-- Begin EXCERPT TO READ --

IN THE MATTER OF AN ARBITRATION
CANADIAN PACIFIC RAILWAY COMPANY
CAW – CANADA AND ITS LOCAL 101
(Frank De Oliveira Grievance KM10147)
ARBITRATOR: Vincent L. Ready
COUNSEL: Jennifer Love
for the Employer
for the Union
HEARING: February 7 and 8, 2012
DECISION: March 16, 2012
The parties agree that I am properly constituted as an arbitration board with jurisdiction to determine the matter in dispute.
Appeal of discipline and accumulation of demerit marks assessed to the record of Frank De Oliveira, the grievor.
JOINT STATEMENT OF ISSUE
During the scheduled morning coffee break on October 15, 2010, Supervisors Dave Ball and John Pontes arrived in the lunchroom to inform the employees about an evacuation near Area 4. Employee Pat Briere inquired as to why Diesel Mechanics were going into the yard and working by themselves. Supervisor Pontes indicated that they were likely going to assign an apprentice to work with Mr. Jeff Kuczma in the yard that day, which prompted Mr. Frank De Oliveirato interject that this was favouritism. This began an animated discussion between the grievor and Jeff Kuczma, ending with both of them leaving the lunchroom separately and without further incident.
A number of investigations took place in advance of the grievor’s October 29, 2010 investigation. Following Mr. De Oliveira’s investigation, he was issued 30 demerits for “engaging in a verbal altercation with a fellow employee, at Winnipeg Locomotive Reliability Centre lunchroom on October 15, 2010”.
The Union contends that the investigation was not fair and impartial as required by Rule 28.1 and that the discipline assessed was without just cause and should be removed from the grievor’s file.
The Company disagrees with the Union’s contention and has declined the Union’s grievance.

-- End EXCERPT TO READ --
-- Begin DATA --

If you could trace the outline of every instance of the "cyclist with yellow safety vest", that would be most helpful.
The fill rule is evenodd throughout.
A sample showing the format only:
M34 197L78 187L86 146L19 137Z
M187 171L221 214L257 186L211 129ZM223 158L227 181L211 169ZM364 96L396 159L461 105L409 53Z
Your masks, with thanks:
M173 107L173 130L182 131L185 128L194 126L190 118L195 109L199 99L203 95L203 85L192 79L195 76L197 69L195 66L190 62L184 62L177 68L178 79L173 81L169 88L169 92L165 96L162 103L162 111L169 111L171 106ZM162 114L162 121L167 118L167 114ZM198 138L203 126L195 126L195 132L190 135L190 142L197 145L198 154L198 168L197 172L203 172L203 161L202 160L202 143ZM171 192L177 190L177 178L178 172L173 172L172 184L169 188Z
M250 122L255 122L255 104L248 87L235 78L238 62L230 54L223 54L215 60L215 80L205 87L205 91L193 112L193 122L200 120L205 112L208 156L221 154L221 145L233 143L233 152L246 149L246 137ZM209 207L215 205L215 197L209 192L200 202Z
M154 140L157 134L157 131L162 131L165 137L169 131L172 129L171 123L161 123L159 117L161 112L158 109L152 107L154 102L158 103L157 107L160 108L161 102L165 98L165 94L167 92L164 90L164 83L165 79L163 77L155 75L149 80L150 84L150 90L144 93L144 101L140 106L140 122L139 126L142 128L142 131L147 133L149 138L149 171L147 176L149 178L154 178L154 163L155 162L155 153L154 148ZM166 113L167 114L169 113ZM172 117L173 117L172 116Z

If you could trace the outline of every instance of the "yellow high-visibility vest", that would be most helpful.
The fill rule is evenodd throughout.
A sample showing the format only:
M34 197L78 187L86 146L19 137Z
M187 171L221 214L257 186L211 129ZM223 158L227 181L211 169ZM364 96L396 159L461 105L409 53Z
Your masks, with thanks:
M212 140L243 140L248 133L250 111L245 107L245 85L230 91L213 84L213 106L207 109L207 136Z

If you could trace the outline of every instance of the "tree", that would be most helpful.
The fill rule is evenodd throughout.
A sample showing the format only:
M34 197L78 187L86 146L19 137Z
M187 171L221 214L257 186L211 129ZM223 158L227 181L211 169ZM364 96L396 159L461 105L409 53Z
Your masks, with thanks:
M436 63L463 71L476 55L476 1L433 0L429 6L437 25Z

-- End DATA --

● **TASK INSTRUCTIONS**: Please state how many demerits the grievor received after his investigation, according to the arbitration decision. These records have nothing to do with the arbitration decision.

● **EXERCISE SOLUTION**: He was issued 30 demerits.